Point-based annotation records
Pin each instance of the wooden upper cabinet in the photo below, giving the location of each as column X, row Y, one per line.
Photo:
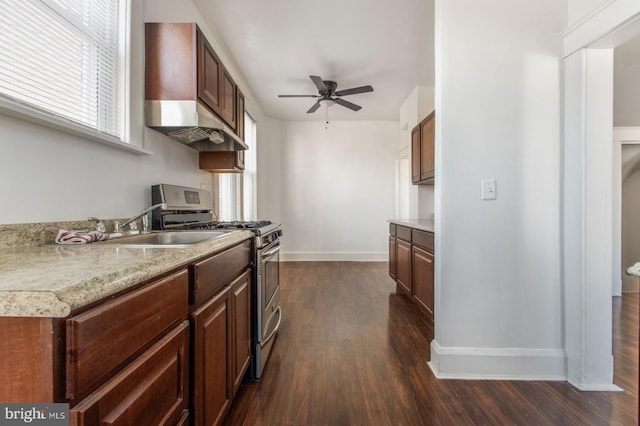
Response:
column 228, row 96
column 239, row 113
column 210, row 71
column 170, row 55
column 415, row 154
column 180, row 64
column 423, row 151
column 221, row 161
column 427, row 148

Directions for this task: Write out the records above line for line, leaving out the pictures.

Full output:
Pin each instance of the wooden upper cabinet in the photo below, giving the location of each as column X, row Y, one per line.
Photo:
Response:
column 228, row 96
column 239, row 113
column 210, row 71
column 170, row 55
column 415, row 154
column 180, row 64
column 423, row 151
column 221, row 161
column 427, row 148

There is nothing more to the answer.